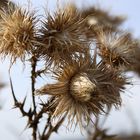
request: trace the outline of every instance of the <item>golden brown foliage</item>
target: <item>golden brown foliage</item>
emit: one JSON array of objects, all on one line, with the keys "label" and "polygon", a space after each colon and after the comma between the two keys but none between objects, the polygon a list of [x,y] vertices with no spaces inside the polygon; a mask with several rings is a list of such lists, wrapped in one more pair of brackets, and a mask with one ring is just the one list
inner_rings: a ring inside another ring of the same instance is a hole
[{"label": "golden brown foliage", "polygon": [[[54,71],[57,80],[41,88],[41,94],[55,97],[54,117],[67,114],[71,125],[88,124],[91,114],[104,112],[104,107],[111,108],[121,104],[120,92],[124,90],[125,78],[118,71],[112,71],[102,62],[92,64],[90,60],[79,58]],[[62,108],[63,106],[63,108]]]},{"label": "golden brown foliage", "polygon": [[15,6],[2,9],[0,16],[0,53],[13,61],[23,59],[36,42],[34,15]]}]

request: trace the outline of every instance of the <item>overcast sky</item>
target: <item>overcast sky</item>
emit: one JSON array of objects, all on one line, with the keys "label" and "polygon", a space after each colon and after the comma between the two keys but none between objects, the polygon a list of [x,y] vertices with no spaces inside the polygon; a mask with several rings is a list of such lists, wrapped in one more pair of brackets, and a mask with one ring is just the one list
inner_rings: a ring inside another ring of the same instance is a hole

————————

### Exercise
Please rewrite the lines above, changing every "trace" to "draw" and leaving everything else unchanged. Leave the pictures out.

### Result for this exercise
request: draw the outline of every instance of the <item>golden brown foliage</item>
target: <item>golden brown foliage</item>
emit: one JSON array of objects, all on one line, with the keys "label" and "polygon", a space after each colon and after the comma between the two keys but none between objects, the polygon a list of [x,y] vertices with no spaces inside the polygon; a mask with several rings is a list of such lists, wrapped in one more pair of brackets, and a mask with one ring is just the one list
inner_rings: a ring inside another ring of the same instance is a hole
[{"label": "golden brown foliage", "polygon": [[[54,71],[57,80],[41,88],[41,94],[55,97],[54,117],[67,114],[71,125],[88,124],[91,114],[104,112],[104,107],[111,108],[121,104],[120,92],[124,90],[125,78],[118,71],[112,71],[102,62],[92,64],[90,60],[79,58]],[[62,108],[63,106],[63,108]]]},{"label": "golden brown foliage", "polygon": [[15,6],[2,9],[0,16],[0,53],[13,61],[23,59],[36,42],[34,15]]}]

request: draw the outline of every instance of the <item>overcast sky</item>
target: <item>overcast sky</item>
emit: one JSON array of objects, all on one line, with the keys "label" and "polygon", a space after each colon and after the comma between the two keys but none between objects, the polygon a list of [x,y] vertices with no spaces inside the polygon; a mask with several rings is a list of such lists, wrapped in one more pair of brackets, and a mask with one ring is just the one list
inner_rings: a ring inside another ring of the same instance is a hole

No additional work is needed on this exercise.